| Work instructions |
Repeat precisely, and only, the lines between the line containing "Could you please spot the sky" and the end of the listing below, both ends included.

| Record extracts |
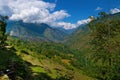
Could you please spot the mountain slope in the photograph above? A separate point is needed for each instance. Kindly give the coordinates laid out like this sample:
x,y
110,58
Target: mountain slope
x,y
35,31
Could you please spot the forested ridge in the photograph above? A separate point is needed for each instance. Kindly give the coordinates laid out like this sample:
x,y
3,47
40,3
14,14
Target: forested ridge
x,y
91,53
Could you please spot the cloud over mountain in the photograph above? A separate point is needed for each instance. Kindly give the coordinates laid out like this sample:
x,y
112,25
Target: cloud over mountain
x,y
36,11
115,10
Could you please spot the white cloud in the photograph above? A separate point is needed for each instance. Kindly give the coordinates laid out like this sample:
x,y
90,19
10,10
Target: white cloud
x,y
80,22
115,10
37,11
98,8
67,25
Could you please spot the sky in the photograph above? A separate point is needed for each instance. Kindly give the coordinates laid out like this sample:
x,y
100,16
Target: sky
x,y
67,14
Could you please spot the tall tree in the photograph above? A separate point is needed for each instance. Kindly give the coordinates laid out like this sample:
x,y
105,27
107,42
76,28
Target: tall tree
x,y
2,30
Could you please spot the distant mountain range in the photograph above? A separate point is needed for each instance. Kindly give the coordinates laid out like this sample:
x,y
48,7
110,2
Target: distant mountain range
x,y
35,31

| Answer for the task |
Could you please spot the sky in the photograph above? A separate point is needed for each instance. Kindly give the coordinates laid out like this sample:
x,y
100,16
Target: sky
x,y
67,14
Could you please spot the tall tree in the photograph above? A separate point is needed for each instance. Kindly give the coordinates laid out like this sample:
x,y
105,27
107,42
76,28
Target: tall tree
x,y
2,30
Could you please spot the distant mountain range in the photograph above? A separate point is needed for each instance. Kindly give the coordinates laid out like this sample:
x,y
48,7
110,2
Target: distant mountain range
x,y
35,31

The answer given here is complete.